### Exercise details
Lay out every one of the records below as a numbered list, leaving out any blank lines.

### Input records

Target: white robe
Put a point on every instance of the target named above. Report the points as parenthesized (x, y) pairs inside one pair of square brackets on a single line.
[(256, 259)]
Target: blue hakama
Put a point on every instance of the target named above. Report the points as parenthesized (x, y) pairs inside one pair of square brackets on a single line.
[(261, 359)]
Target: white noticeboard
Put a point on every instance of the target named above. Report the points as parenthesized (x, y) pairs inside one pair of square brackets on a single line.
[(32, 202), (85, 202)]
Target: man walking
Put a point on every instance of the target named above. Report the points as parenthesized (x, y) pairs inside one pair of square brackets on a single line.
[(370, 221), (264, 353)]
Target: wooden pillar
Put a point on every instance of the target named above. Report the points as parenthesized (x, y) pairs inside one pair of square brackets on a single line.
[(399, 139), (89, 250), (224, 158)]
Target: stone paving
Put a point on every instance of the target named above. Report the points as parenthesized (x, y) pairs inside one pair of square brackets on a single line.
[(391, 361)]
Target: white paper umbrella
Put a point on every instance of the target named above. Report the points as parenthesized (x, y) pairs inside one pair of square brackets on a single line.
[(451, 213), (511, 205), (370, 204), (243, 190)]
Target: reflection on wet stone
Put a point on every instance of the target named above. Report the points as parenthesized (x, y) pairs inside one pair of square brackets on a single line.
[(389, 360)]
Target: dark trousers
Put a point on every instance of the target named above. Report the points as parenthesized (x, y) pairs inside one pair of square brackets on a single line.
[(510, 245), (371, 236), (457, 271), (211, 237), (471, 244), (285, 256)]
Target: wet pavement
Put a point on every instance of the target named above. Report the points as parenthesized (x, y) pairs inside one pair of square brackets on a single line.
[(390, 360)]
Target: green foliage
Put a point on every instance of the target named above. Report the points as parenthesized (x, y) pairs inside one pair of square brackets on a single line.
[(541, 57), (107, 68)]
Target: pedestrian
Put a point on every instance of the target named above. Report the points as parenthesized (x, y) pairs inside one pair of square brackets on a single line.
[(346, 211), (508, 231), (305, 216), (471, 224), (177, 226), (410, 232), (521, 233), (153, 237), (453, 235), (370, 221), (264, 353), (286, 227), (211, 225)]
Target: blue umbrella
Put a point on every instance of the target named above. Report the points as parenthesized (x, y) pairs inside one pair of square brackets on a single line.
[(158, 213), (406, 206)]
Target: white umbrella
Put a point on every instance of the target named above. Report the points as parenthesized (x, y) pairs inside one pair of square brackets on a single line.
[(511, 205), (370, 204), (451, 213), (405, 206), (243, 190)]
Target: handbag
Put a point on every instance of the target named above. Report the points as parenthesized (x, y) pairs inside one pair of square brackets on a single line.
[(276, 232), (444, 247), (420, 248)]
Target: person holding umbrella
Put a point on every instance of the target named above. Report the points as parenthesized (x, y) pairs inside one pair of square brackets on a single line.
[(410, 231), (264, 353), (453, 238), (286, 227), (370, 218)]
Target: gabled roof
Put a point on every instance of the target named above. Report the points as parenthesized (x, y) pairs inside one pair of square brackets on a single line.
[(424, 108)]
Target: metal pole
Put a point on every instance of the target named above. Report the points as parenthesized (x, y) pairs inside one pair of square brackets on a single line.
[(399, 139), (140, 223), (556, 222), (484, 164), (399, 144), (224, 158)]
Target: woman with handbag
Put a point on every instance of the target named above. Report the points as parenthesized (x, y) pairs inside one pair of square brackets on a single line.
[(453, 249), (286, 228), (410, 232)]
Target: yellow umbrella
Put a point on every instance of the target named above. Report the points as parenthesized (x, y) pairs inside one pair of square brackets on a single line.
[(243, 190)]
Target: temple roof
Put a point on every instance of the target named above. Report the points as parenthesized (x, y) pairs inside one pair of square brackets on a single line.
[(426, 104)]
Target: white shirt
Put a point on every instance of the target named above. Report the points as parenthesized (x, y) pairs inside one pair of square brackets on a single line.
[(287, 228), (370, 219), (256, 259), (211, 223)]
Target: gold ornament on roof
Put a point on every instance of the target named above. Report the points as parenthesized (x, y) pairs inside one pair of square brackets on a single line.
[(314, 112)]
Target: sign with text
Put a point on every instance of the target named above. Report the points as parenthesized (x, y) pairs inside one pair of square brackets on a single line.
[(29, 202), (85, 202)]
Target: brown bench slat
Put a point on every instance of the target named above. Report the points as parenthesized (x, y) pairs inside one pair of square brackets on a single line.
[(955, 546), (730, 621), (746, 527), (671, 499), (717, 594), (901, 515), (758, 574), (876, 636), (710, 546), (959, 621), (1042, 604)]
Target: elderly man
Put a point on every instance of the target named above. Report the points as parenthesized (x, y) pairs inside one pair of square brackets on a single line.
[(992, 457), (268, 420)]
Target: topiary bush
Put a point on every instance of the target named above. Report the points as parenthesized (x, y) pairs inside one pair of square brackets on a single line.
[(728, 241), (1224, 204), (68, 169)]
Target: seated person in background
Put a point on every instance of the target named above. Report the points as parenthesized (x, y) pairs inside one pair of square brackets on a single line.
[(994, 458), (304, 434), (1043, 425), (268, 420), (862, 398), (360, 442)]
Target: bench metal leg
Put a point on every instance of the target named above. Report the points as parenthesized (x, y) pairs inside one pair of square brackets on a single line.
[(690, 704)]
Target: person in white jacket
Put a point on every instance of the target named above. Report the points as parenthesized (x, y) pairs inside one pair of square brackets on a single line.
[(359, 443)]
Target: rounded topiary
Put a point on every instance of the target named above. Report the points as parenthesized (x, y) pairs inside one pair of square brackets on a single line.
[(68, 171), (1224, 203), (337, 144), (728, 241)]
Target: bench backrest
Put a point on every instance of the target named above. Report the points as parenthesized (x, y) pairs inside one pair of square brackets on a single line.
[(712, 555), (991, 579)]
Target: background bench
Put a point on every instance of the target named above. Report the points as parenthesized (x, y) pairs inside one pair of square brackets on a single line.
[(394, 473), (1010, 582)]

### In response
1. Target: white robe
2. Put a point on every instance of the target named above. Report the points as parenthesized (x, y) pairs inside one pair of square brackets on a single line.
3. [(256, 259)]
4. Target: blue hakama
5. Put a point on every instance of the target named above. Report the points as parenthesized (x, y) pairs inside one pair of square brackets on a single line.
6. [(261, 359)]
7. Target: white noticeboard
8. Put a point on every instance of the target named above. Report the points as parenthesized (x, y) pairs inside one pair of square brackets on a single line.
9. [(32, 202), (85, 202)]
10. Target: man walking
11. Put a point on every instance of the target named above. Report the points as parenthesized (x, y) pairs inside one pair of square brackets on a single line.
12. [(370, 221), (264, 353)]
13. Target: wooden pillar
14. Put a point on every instance of the target named above. Report the points as parenthesized (x, y) pairs inside one pair of square brackets on a single line.
15. [(399, 139), (89, 250), (224, 158)]
16. Target: stone paving
17. Put a point on every instance of the target named above. Report the points as parenthesized (x, y) pairs inside one pair of square brackets on a single line.
18. [(391, 361)]
19. Target: white paper umbrella
20. Put a point on every instance of the target named above. Report the points as parenthesized (x, y) pairs inside one pair of square brackets on a single line.
21. [(451, 213), (511, 205), (370, 204), (243, 190)]
22. Target: reflection on wet stone
23. Put a point on every instance of the target named above. Report the points as parenthesized (x, y) pairs inside one pair of square brackets on a single line.
24. [(389, 360)]
25. Target: dark trousers
26. Put a point on every instance of the target named above. Report the points as parenthesized (x, y) pairs inside one pair of square brackets on a single line.
27. [(510, 245), (371, 236), (457, 271), (211, 237), (471, 244), (285, 256)]
28. Target: wet pavement
29. Put a point on every instance of the target named above. Report the points as parenthesized (x, y) pairs inside one pair of square brackets on a single line.
30. [(390, 360)]
31. Target: green foliage
32. Put a point on every instance of the target named above. Report the points as parenthesized (x, y) pairs inside one pair of square brackets on a single line.
33. [(541, 57), (107, 68)]
34. Target: pedestrian
35. Put a point on every instance of the target named above. Report the points as parenthesized (x, y) pairs inside one pair of square brackets on a single line.
36. [(346, 211), (508, 231), (305, 216), (471, 224), (177, 226), (410, 232), (521, 233), (153, 237), (453, 235), (370, 221), (264, 353), (286, 227), (211, 225)]
37. Target: blue umbrella
38. Put a point on every instance of the target named above. Report the points as parenthesized (x, y) pairs inside one pair of square brackets on a single line.
39. [(158, 213), (406, 206)]
40. Target: white umbrella
41. Put a point on every instance of the target named above. Report the points as parenthesized (x, y) pairs inside one pair of square brackets on a single line.
42. [(511, 205), (370, 204), (451, 213), (405, 206), (243, 190)]
43. Target: handbag
44. Put a point on every instance of the target named above. Report the points as parenthesized (x, y) pairs inside one pair of square brackets on a single line.
45. [(276, 232), (444, 247), (420, 248)]
46. Target: person holding umbrella
47. Put a point on every instance of the target named above. Report the points as parenthesized (x, y) pairs inside one pair of square brackets on a single line.
48. [(410, 231), (264, 353), (453, 238), (286, 227), (370, 218)]
49. Target: gabled roof
50. Put a point on every instance of the target named above. Report the points as parenthesized (x, y) pairs inside one pair of square brackets on a single line.
51. [(424, 108)]
52. Target: metal pole
53. Put a point on every instance of the target named above. Report the points as parenthesized (x, y) pairs inside one pair of square brackets on a single line.
54. [(399, 139), (140, 223), (556, 222), (484, 164), (399, 144), (224, 158)]
55. Target: woman with handbag
56. Put a point on every instance of the target named above. Report the points as parenthesized (x, y) pairs inside one pair of square brackets on a single line.
57. [(453, 249), (286, 228), (410, 232)]
58. Target: yellow umbrella
59. Put a point on every instance of the target named above. Report the points as parenthesized (x, y) pairs inside one pair of square brackets on a single line.
60. [(243, 190)]
61. Target: temple roof
62. Put a point on every instance of the target named above. Report the points as parenthesized (x, y) pairs inside one pair of square brackets on a single line.
63. [(426, 104)]
64. Target: white shirt
65. Put a point on every instance of the target named above. Report the points as parenthesized (x, y) pairs inside one pair of square brackets on a single line.
66. [(287, 228), (370, 219), (256, 259), (211, 223)]
67. Target: gold ornament on roof
68. Put a point on every instance of the target named above. Report the points as parenthesized (x, y) pairs inside one pair of square brackets on a single line.
69. [(314, 112)]
70. Target: sign with text
71. Put a point on every instance of the target named above. Report the points as parenthesized (x, y) pairs inside one pair of square brackets on a single line.
72. [(29, 202), (85, 202)]
73. Target: brown bench slat
74. Put a point on every instance of the target named above. Report the points as parenthesized (x, y) pairs inside one pair of square brackets on a single line.
75. [(955, 546), (730, 621), (746, 527), (671, 499), (717, 594), (901, 515), (758, 574), (876, 636), (710, 546), (959, 621), (1042, 604)]
76. Target: elderly man
77. Put a point on every instance of the target named above. Report the points as parenthesized (x, y) pairs inside one pair of square brackets on a single line.
78. [(992, 457), (268, 420)]
79. Target: topiary bush
80. Put a point on every instance of the target named above. Report the points as parenthesized (x, y) pairs inside one pair of square brackets on a single line.
81. [(728, 241), (1224, 204), (68, 169)]
82. Target: seated person in background
83. Put a point on every instance of the target named above. Report the points as parenthesized (x, y) pairs inside one pair of square brackets on a single line.
84. [(994, 458), (304, 434), (1043, 425), (268, 420), (862, 398), (360, 442)]
85. Target: bench metal leg
86. Put a point on every instance of the target named above. Report the points as parenthesized (x, y) pairs inside one pair of square brackets on a single line.
87. [(690, 704)]
88. Target: person in white jacket
89. Put a point on every instance of the target named above. Report the points as parenthesized (x, y) pairs inside one pair of square brackets on a single line.
90. [(359, 443)]
91. Target: rounded topiary
92. Put a point on every instance of the target named above. Report the points as parenthesized (x, y) pairs inside one pair of square brackets on a single line.
93. [(68, 171), (1224, 203), (337, 144), (728, 241)]
94. Target: bench backrest
95. Put a point on every instance of the target named above. Report the points as parenthesized (x, y) pairs inside one pair of square brackets on a single line.
96. [(712, 555), (991, 579)]
97. Target: background bench
98. Put a point on every instance of the target named above. Report the points as parenthesized (x, y) pairs inside one pair of square brackets on a single line.
99. [(394, 473), (1010, 582)]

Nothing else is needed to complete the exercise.